▸ **Task**: Return every line in the entries below that contains the word "rabbit".
[Begin Task material]
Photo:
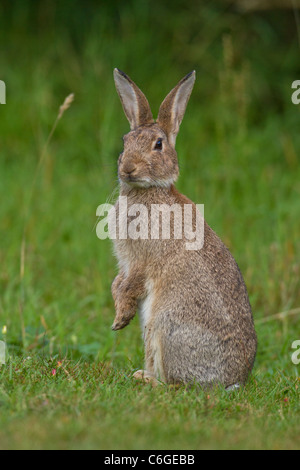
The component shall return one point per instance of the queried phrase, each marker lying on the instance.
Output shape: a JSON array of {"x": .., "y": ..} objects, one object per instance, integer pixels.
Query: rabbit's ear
[
  {"x": 173, "y": 107},
  {"x": 134, "y": 102}
]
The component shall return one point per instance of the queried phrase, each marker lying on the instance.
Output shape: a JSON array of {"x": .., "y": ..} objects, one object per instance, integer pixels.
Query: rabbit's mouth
[End Task material]
▸ **Reply to the exercise**:
Query: rabbit's ear
Query: rabbit's mouth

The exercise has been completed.